Document
%%
The album kicks off with the band's biggest hit which made number 1 on both sides of the Atlantic, 'House of the Rising Sun'. This is an American folk ballad and though its origins are uncertain, the first recording was made by a country singer in 1937 with later cover versions by such luminaries as Bob Dylan and Joan Baez but it was the Animals' version which reigned supreme and sealed the band's success.
The twanging guitar intro is distinctive enough that most people could recognise the song from the first few notes. Truth to tell it's a pretty repetitive song but is set apart by the deep, gritty vocals of Eric Burdon and Alan Price's organ solo in the middle.
The tempo increases slightly for 'We Gotta Get Outta This Place' which has a much more bluesy rock sound. The song begins unusually with just the bass guitar punctuated by cymbals before being joined by rest of the band as well as the distinctive and rather raucous vocals of Eric Burdon. This is another heavily American-influenced song demonstrating the direction in which the band looked for inspiration. There is a wonderfully raw and unfinished quality to this song, something prevalent in Sixties bands which gave a far less polished sound but an authenticity which is often sadly missing in these days of manufactured pop bands.
%%
Record excerpts
%%
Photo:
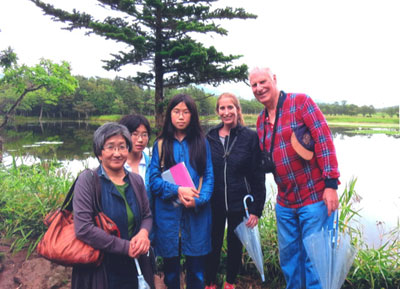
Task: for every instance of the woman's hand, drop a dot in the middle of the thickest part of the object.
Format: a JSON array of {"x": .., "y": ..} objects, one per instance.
[
  {"x": 186, "y": 195},
  {"x": 139, "y": 244},
  {"x": 252, "y": 221},
  {"x": 331, "y": 200}
]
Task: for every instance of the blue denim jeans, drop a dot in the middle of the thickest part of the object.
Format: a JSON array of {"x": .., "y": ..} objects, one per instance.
[
  {"x": 194, "y": 272},
  {"x": 293, "y": 226}
]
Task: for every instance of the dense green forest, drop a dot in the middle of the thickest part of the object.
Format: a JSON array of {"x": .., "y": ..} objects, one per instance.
[{"x": 102, "y": 96}]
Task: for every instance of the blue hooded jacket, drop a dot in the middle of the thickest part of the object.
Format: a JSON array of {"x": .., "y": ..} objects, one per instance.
[{"x": 193, "y": 225}]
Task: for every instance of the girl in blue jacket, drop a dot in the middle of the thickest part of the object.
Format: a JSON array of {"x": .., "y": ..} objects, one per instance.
[{"x": 182, "y": 215}]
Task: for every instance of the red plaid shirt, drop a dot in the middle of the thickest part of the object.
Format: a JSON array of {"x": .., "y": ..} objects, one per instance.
[{"x": 300, "y": 182}]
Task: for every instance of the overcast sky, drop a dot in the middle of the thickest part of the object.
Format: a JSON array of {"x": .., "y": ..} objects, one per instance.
%%
Revise the stretch of the album review from "The twanging guitar" through "manufactured pop bands.", putting "keyboard solo" in place of "organ solo". The data has nothing to do with the album review.

Output for this exercise
The twanging guitar intro is distinctive enough that most people could recognise the song from the first few notes. Truth to tell it's a pretty repetitive song but is set apart by the deep, gritty vocals of Eric Burdon and Alan Price's keyboard solo in the middle.
The tempo increases slightly for 'We Gotta Get Outta This Place' which has a much more bluesy rock sound. The song begins unusually with just the bass guitar punctuated by cymbals before being joined by rest of the band as well as the distinctive and rather raucous vocals of Eric Burdon. This is another heavily American-influenced song demonstrating the direction in which the band looked for inspiration. There is a wonderfully raw and unfinished quality to this song, something prevalent in Sixties bands which gave a far less polished sound but an authenticity which is often sadly missing in these days of manufactured pop bands.